• _THE EXERCISE_
In the rows below, reproduce the part that opens with the line containing "bbox: horse's nostril" and runs through the end of the rows, requests included. Multiply every coordinate in the answers by 1.95 and round each to a whole number, rounding halves up.

• _Rows for bounding box labeling_
★ ★ ★ ★
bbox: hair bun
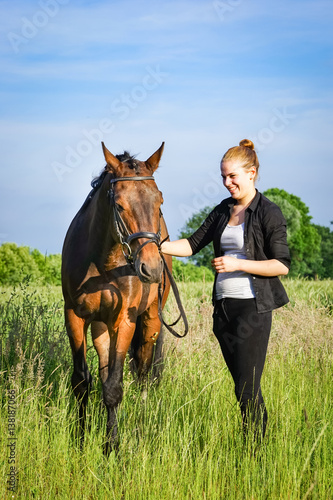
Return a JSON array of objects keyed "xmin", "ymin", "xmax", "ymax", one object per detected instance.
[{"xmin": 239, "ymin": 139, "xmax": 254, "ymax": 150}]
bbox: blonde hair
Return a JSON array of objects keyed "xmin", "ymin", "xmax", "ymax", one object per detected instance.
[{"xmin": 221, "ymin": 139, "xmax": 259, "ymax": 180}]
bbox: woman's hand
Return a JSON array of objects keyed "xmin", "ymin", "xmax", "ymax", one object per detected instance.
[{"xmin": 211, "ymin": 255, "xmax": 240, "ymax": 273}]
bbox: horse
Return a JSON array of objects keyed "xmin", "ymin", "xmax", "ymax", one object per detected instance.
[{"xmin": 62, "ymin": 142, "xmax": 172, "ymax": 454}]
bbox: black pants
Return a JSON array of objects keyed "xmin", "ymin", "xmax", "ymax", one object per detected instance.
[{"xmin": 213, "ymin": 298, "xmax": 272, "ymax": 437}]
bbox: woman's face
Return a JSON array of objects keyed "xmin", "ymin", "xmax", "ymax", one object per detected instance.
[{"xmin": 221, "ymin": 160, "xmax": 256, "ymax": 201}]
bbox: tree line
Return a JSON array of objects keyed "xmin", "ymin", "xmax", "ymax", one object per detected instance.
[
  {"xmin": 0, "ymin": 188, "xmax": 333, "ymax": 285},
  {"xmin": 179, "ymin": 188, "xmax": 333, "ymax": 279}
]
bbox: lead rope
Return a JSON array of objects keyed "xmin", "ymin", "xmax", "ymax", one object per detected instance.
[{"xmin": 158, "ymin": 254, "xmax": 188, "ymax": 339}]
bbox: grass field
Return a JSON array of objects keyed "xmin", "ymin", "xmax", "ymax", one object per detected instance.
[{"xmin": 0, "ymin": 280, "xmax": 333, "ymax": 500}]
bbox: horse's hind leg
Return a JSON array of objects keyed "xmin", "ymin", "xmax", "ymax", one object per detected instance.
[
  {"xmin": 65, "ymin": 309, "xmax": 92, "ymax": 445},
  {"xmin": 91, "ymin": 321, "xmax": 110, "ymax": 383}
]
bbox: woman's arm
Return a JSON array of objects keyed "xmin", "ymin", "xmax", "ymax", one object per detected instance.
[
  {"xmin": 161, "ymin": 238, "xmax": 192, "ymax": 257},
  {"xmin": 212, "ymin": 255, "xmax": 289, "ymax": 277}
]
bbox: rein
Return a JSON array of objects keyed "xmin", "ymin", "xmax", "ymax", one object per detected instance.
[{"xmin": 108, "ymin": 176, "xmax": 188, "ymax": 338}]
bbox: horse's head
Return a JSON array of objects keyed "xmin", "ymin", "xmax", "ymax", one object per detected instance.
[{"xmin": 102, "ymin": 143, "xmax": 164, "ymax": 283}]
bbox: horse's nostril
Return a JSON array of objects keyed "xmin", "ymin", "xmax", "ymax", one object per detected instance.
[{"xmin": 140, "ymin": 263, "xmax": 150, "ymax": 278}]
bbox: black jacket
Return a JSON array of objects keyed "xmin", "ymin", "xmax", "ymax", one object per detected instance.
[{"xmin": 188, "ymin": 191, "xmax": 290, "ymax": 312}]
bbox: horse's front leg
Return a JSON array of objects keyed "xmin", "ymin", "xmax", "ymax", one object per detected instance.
★ ★ ★ ★
• _ANSWER FOR THIS EXERCISE_
bbox: horse's nostril
Return a JSON array of objects keyed "xmin", "ymin", "xmax", "ymax", one object per detected instance.
[{"xmin": 273, "ymin": 513, "xmax": 293, "ymax": 542}]
bbox: black jacket
Return a JSON array of objects keyed "xmin", "ymin", "xmax", "ymax", one object per detected instance.
[{"xmin": 367, "ymin": 372, "xmax": 566, "ymax": 608}]
bbox: horse's front leg
Return a JSON array of objects keyed "xmin", "ymin", "xmax", "ymax", one object per detected instance.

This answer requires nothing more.